** PAGE TEXT follows **

Tiers are recorded per verb so a future PreToolUse classifier can auto-allow reads / prompt writes; v0.1 allows everything and relies on existing gates (permission mode, presence claims, plan approval).
v0.3 verbs — memory
A thin HTTP client over the claude-memory service (the same backend the
memory MCP wraps), authed with CLAUDE_MEMORY_API_KEY against
CLAUDE_MEMORY_API_URL (the env the hooks already set; defaults to the
ingress). Because it hits the HTTP API directly, it works even when the MCP
frontend is down.
| Command | Tier | What it does |
|---|---|---|
memory recall "<context>" [--query --category --sort --limit] |
read | semantic search (server-side ranking) — the navigate workhorse |
memory list [--category --tag --limit] |
read | recent memories |
memory categories / memory tags / memory stats |
read | enumerate the store |
memory secret <id> |
read | reveal a sensitive memory's content |
memory store "<content>" [--category --tags --keywords --importance --sensitive] |
write | store a memory |
memory update <id> [--content --tags --importance] |
write | edit a memory |
memory delete <id> |
write | delete a memory |
All read/write paths are validated against the live API (incl. a
store→recall→delete round-trip). This gives full data-plane parity with the MCP;
the eventual deprecation (rewiring the per-prompt auto-recall + auto-learn hooks
to the CLI, then uninstalling the MCP) is a separate, deliberate follow-up —
see docs/adr/0008.

** End of PAGE TEXT **
** DATASET ENTRIES follows **

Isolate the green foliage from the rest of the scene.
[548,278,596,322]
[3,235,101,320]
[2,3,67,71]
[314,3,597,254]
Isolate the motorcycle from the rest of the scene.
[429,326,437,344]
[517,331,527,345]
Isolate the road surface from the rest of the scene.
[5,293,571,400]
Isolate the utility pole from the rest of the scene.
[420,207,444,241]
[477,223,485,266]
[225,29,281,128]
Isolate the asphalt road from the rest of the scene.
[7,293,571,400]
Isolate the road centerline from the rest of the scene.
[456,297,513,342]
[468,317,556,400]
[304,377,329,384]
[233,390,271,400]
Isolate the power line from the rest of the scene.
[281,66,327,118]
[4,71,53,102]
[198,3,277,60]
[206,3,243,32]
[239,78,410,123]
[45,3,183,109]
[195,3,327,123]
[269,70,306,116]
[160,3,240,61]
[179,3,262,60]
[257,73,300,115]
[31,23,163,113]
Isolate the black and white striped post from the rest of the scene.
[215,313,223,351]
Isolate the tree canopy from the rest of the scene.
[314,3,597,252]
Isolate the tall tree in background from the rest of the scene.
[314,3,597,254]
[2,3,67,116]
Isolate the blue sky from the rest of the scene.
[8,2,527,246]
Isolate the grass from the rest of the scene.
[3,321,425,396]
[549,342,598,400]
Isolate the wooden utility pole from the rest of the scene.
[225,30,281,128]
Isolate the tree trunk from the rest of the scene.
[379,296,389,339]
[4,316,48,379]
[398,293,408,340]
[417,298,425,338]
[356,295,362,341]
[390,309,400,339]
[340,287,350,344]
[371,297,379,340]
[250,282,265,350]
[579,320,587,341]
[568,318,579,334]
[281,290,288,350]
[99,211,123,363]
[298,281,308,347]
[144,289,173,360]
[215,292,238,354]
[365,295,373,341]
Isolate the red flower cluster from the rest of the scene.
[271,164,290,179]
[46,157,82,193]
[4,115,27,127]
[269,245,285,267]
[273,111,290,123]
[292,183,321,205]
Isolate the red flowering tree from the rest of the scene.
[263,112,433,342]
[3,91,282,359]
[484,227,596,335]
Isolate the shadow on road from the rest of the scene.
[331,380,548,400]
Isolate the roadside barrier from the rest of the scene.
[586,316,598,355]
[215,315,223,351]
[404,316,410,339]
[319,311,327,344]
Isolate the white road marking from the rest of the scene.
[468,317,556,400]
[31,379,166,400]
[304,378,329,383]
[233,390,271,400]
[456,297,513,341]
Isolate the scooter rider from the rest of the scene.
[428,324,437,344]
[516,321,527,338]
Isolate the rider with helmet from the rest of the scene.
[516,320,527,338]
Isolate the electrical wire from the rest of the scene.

** End of DATASET ENTRIES **

Repeat word for word the stretch of the memory command text from "v0.3 verbs —" through "frontend is down.". Rely solely on the memory command text, not on the rows.

WRITTEN ANSWER:
v0.3 verbs — memory
A thin HTTP client over the claude-memory service (the same backend the
memory MCP wraps), authed with CLAUDE_MEMORY_API_KEY against
CLAUDE_MEMORY_API_URL (the env the hooks already set; defaults to the
ingress). Because it hits the HTTP API directly, it works even when the MCP
frontend is down.